--- Begin Input for this task ---

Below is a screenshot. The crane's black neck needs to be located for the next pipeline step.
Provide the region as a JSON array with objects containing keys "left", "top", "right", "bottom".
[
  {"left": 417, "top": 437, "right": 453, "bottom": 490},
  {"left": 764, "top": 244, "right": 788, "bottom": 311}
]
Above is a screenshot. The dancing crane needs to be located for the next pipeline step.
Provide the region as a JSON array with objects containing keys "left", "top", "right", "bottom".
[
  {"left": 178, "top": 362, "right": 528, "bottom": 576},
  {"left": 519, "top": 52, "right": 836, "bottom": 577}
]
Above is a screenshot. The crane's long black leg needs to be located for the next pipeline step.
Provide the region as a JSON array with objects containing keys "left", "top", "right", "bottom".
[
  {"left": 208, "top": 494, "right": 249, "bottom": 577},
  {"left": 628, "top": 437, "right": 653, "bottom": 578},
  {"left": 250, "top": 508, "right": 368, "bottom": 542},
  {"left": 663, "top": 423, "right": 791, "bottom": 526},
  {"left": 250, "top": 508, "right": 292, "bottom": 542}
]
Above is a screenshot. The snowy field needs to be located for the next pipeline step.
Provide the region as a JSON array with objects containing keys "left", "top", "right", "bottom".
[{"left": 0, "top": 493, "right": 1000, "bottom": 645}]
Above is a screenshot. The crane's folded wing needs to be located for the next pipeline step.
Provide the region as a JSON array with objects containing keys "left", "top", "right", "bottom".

--- End Input for this task ---

Copy out all of the material above, line for line, without changing anything.

> **Expected answer**
Below is a screenshot. The crane's black neck needs to be located for the next pipeline step.
Provide the region as a JSON array with objects containing keys "left", "top", "right", "bottom".
[
  {"left": 417, "top": 437, "right": 453, "bottom": 490},
  {"left": 764, "top": 244, "right": 788, "bottom": 311}
]
Above is a screenshot. The dancing crane needs to be located for the next pipeline step.
Provide the region as a JSON array with objects containing keys "left", "top", "right", "bottom".
[
  {"left": 178, "top": 362, "right": 528, "bottom": 576},
  {"left": 519, "top": 52, "right": 836, "bottom": 577}
]
Above is a screenshot. The crane's long black leg needs to be located for the next pipeline step.
Provide the region as a JSON array with objects containing keys "left", "top", "right", "bottom".
[
  {"left": 208, "top": 494, "right": 249, "bottom": 577},
  {"left": 628, "top": 437, "right": 653, "bottom": 578},
  {"left": 250, "top": 508, "right": 368, "bottom": 542},
  {"left": 663, "top": 423, "right": 791, "bottom": 526},
  {"left": 250, "top": 508, "right": 292, "bottom": 542}
]
Above is a screenshot. The snowy field needs to be located for the next pipeline step.
Provide the region as a JSON array with objects containing keys "left", "top", "right", "bottom".
[{"left": 0, "top": 493, "right": 1000, "bottom": 645}]
Above is a screenshot. The crane's folded wing needs to be located for the next pipeline step.
Provide the region as a JSON array with objects containing keys "left", "top", "right", "bottom".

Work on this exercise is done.